[Exercise data]
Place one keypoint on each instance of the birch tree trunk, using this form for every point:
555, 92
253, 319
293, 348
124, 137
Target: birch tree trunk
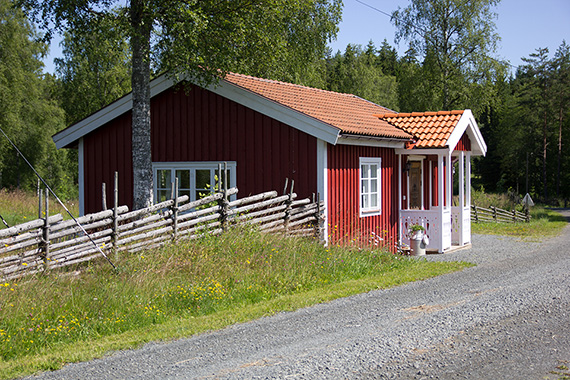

[Exercise]
In your answer, set down the full listing word for word and include no pictures.

[Exercise solution]
Place one keypoint on each instance of the birch tree trunk, using this form for every point:
555, 92
253, 319
293, 348
124, 137
Target: birch tree trunk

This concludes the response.